**What is required:** List the lines below as a numbered list, leaving out blank lines, beginning with the line that contains "the snow-covered car." and continuing through the line that contains "521 240 550 273".

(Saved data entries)

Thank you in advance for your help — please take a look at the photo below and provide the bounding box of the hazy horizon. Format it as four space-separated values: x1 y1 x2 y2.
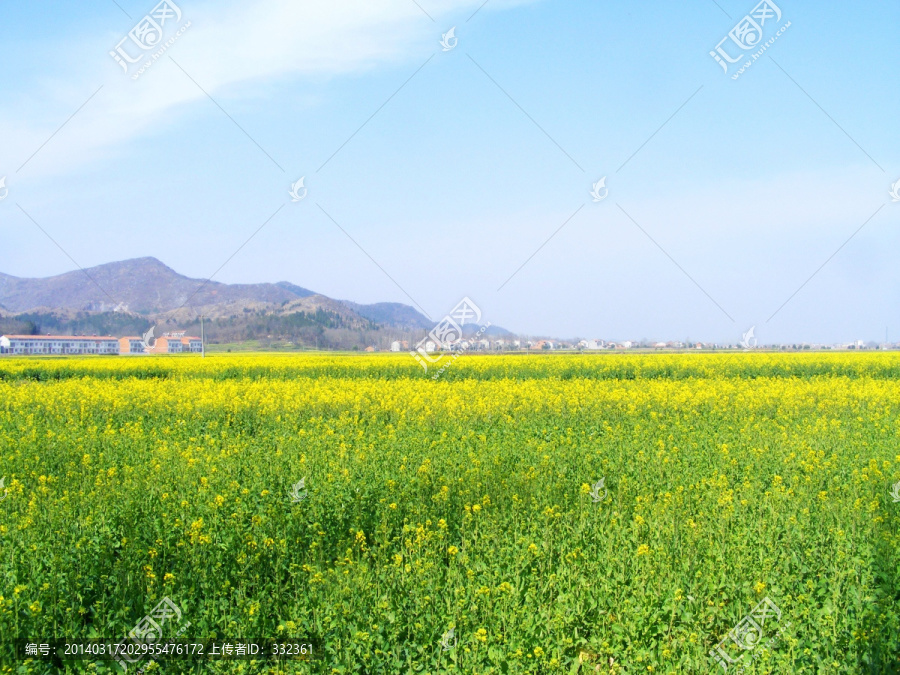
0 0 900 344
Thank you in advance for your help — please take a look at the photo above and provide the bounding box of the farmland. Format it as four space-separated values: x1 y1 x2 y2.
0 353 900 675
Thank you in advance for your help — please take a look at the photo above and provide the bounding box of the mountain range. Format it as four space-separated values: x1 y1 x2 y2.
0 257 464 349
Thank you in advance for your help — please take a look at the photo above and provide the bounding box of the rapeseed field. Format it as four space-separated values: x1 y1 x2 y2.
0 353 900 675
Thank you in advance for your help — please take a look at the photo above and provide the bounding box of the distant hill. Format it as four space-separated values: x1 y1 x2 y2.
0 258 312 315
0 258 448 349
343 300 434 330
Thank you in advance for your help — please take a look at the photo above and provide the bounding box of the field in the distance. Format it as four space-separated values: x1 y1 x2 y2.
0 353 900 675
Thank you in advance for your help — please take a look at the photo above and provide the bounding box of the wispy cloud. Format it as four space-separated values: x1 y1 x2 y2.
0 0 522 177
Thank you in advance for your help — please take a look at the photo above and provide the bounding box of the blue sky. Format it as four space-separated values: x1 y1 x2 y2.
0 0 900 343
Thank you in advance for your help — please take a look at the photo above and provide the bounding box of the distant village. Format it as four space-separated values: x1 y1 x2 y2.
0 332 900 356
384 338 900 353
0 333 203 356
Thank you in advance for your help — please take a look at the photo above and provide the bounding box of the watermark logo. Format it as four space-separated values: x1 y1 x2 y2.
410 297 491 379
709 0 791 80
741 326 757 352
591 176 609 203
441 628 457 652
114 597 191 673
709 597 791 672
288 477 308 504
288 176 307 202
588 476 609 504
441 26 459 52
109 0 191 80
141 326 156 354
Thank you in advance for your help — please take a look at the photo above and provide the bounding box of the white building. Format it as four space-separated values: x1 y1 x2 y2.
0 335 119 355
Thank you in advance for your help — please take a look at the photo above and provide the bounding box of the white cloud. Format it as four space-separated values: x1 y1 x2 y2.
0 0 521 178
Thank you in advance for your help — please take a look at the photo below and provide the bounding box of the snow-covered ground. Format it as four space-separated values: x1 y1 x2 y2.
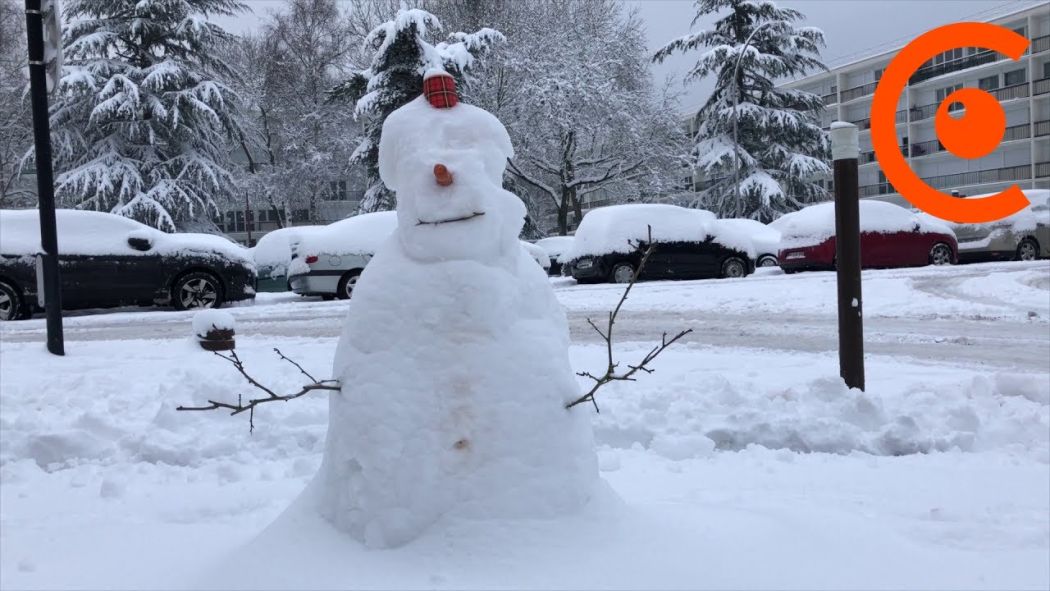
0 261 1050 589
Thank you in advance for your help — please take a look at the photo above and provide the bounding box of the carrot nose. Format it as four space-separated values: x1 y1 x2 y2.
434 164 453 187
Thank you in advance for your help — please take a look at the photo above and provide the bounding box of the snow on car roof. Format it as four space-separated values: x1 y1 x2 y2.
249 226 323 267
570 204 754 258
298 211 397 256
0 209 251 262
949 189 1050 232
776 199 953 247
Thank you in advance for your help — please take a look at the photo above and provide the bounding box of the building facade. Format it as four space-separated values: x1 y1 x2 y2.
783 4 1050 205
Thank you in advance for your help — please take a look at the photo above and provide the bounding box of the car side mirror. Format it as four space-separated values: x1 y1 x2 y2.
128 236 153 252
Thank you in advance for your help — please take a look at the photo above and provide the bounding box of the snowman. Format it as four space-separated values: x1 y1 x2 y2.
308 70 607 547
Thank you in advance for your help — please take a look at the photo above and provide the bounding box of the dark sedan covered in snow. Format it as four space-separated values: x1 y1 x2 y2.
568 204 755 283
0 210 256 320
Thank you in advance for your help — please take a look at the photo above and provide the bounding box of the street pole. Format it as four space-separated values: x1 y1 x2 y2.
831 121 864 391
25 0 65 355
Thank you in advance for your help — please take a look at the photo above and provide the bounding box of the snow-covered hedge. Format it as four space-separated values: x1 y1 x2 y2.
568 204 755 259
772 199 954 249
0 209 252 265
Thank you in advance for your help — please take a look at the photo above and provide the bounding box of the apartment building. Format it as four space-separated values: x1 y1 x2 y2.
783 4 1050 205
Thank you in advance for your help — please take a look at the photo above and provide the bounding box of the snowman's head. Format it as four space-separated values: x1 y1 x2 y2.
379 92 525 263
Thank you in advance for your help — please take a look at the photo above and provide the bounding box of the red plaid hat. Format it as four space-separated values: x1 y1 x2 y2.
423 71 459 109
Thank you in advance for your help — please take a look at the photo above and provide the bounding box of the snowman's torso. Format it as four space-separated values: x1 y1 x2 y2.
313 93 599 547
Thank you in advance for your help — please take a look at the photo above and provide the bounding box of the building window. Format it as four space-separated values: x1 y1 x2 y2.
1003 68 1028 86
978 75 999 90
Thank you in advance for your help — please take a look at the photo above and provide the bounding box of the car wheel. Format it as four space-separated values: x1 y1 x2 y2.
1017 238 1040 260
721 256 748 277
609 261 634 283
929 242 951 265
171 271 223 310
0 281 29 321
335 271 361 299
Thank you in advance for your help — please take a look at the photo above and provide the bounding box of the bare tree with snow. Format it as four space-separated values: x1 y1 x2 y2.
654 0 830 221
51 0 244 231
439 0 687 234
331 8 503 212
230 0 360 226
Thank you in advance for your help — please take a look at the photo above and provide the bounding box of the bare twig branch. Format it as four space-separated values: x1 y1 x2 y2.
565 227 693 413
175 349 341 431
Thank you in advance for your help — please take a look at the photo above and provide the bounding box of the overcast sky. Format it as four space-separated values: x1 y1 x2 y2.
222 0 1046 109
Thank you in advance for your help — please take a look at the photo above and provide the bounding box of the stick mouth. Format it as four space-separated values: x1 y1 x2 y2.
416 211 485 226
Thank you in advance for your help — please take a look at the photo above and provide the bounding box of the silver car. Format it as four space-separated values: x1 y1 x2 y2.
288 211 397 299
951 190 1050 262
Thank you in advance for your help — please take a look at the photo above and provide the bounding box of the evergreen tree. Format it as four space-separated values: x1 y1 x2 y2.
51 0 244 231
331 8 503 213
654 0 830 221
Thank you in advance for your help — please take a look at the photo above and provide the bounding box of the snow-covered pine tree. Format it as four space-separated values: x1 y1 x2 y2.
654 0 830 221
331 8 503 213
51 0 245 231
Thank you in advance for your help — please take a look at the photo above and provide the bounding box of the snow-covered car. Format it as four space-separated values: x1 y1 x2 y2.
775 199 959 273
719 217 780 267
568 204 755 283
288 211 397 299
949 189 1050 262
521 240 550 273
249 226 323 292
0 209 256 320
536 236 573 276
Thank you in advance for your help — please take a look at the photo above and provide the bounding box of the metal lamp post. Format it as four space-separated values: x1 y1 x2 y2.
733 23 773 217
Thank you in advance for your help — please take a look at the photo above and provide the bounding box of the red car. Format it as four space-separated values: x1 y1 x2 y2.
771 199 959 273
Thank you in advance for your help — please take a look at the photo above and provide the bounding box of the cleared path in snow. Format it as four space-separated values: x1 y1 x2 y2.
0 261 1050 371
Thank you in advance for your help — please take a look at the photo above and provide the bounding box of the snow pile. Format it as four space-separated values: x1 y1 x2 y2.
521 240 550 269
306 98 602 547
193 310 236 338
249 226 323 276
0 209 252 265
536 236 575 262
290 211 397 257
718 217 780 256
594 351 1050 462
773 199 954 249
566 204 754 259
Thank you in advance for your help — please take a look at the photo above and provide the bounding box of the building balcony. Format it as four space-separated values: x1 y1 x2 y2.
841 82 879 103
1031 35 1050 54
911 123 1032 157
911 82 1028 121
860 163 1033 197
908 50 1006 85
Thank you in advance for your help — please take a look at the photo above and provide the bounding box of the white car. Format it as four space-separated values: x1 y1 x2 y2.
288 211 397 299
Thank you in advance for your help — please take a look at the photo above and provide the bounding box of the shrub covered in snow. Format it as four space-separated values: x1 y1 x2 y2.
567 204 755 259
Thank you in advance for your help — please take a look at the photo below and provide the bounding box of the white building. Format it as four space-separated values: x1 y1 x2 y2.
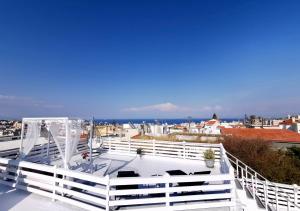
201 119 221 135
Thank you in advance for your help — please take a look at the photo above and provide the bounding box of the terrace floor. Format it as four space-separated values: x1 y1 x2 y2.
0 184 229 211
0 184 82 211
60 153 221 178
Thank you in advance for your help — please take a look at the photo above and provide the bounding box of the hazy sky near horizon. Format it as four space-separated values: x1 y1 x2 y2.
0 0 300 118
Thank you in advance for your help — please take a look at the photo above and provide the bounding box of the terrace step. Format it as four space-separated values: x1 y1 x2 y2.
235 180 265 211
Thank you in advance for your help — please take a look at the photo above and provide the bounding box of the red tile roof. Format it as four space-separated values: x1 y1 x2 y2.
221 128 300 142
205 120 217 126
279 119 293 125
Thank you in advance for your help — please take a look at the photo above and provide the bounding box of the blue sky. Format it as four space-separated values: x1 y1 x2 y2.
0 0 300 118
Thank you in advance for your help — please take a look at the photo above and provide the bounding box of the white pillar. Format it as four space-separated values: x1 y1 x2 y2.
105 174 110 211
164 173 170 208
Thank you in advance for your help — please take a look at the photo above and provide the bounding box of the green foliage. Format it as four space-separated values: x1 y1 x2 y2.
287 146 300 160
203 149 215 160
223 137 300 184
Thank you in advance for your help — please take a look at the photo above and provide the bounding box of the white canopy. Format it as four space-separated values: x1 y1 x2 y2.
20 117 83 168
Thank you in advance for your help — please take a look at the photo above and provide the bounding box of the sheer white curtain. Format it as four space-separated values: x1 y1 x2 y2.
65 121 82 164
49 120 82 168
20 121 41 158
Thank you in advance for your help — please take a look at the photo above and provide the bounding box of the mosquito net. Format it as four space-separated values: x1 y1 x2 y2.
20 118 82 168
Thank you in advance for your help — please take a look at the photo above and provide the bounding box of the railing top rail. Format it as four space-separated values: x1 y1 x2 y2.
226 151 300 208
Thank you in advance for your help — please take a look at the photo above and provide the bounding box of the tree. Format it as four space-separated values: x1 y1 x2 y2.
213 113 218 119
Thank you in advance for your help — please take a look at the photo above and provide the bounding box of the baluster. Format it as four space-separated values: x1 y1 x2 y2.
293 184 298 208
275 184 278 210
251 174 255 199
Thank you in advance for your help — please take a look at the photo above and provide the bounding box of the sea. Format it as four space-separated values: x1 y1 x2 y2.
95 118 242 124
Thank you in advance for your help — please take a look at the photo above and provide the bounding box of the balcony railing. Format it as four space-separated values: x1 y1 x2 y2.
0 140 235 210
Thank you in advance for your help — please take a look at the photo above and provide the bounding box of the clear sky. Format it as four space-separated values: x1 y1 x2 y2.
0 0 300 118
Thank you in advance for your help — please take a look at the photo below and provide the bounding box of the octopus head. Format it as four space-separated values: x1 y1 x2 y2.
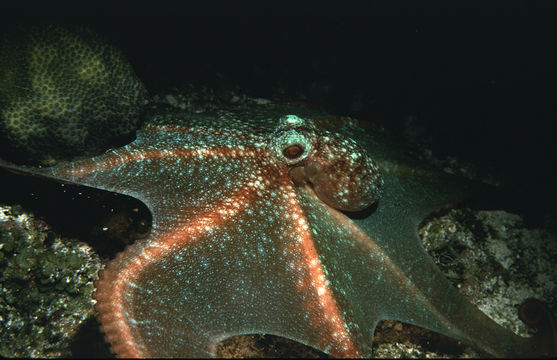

**Reply to the exercise:**
1. Thank you in advance for your help — please take a look at the photo above and provide the bounding box of the snow-covered car. Format it as four space-separated values: x1 y1 x2 y2.
2. 775 199 959 273
3. 719 217 780 267
4. 568 204 755 283
5. 288 211 397 299
6. 949 189 1050 262
7. 521 240 550 273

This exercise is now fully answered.